*TASK STATEMENT*. Locate every line in the material below that contains the word "drooping" and copy each of those lines in full.

*PROVIDED RECORDS*.

════

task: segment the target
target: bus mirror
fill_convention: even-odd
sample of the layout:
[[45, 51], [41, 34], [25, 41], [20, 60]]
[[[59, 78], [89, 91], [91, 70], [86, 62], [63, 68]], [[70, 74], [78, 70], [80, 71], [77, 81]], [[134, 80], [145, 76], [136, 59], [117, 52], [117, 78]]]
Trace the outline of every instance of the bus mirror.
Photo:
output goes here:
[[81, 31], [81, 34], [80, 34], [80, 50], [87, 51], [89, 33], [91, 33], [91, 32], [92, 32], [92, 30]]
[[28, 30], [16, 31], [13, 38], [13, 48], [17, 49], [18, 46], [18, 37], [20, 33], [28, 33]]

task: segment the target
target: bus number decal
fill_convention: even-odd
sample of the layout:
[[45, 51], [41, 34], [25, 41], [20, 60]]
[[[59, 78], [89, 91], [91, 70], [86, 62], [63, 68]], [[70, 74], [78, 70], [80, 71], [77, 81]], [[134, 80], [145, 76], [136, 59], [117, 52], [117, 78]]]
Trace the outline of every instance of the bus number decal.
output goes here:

════

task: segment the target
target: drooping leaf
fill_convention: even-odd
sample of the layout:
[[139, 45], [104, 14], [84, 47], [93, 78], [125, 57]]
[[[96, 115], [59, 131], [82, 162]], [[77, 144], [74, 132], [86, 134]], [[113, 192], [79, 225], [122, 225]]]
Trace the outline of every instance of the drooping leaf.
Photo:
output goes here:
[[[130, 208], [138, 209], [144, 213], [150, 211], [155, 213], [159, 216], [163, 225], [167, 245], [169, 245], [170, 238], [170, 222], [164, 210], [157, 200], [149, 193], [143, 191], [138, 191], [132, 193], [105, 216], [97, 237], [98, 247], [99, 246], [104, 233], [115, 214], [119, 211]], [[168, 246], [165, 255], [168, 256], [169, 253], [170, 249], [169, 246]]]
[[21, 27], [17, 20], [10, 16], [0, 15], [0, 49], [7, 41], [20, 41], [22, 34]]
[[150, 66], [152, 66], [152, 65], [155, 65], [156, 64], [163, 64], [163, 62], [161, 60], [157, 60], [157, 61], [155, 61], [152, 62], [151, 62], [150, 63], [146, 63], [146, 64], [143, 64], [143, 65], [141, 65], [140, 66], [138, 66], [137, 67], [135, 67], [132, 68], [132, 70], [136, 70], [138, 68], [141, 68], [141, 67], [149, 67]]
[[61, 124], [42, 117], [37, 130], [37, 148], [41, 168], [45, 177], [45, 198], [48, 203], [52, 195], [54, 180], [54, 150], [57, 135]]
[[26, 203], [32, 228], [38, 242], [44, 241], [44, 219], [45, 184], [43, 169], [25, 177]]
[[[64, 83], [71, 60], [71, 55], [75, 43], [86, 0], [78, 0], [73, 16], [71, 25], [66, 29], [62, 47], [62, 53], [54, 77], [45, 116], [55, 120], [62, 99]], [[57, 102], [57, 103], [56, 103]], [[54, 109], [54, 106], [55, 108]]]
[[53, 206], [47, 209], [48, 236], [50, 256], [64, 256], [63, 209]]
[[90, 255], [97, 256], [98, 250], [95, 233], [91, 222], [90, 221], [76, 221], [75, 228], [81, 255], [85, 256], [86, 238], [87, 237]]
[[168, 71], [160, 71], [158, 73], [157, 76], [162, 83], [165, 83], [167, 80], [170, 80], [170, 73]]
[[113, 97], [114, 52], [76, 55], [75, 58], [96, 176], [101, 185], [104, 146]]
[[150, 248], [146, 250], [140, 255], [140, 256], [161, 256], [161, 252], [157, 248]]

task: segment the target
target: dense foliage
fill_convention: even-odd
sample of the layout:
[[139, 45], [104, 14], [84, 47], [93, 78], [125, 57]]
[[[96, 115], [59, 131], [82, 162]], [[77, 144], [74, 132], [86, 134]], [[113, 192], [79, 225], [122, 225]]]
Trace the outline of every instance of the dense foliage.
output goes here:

════

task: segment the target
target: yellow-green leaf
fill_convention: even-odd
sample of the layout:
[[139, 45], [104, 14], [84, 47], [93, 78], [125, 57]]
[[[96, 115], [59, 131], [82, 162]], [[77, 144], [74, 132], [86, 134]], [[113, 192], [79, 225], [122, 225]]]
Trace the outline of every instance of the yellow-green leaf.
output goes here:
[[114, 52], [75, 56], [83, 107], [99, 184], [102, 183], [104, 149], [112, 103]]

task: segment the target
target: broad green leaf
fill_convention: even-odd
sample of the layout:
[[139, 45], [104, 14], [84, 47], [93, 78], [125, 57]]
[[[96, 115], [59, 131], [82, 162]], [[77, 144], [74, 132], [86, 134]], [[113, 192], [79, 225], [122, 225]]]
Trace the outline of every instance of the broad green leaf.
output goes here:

════

*THE REPLY*.
target: drooping leaf
Trace the outline of every instance of the drooping leaf.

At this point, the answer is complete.